Written exercise
Rewrite the lines below, swapping "moss" for "lichen" and leaving everything else untouched.

Object location annotation data
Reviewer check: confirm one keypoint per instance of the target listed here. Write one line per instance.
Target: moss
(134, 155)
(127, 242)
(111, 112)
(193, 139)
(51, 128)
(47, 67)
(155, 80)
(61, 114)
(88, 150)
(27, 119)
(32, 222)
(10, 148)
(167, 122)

Worked answer
Reviewer check: confirm one keypoint per instance of the target listed here. Write one line per instance.
Target: lichen
(134, 155)
(127, 242)
(111, 112)
(193, 139)
(51, 128)
(47, 67)
(155, 80)
(61, 114)
(88, 150)
(27, 119)
(32, 222)
(10, 148)
(167, 122)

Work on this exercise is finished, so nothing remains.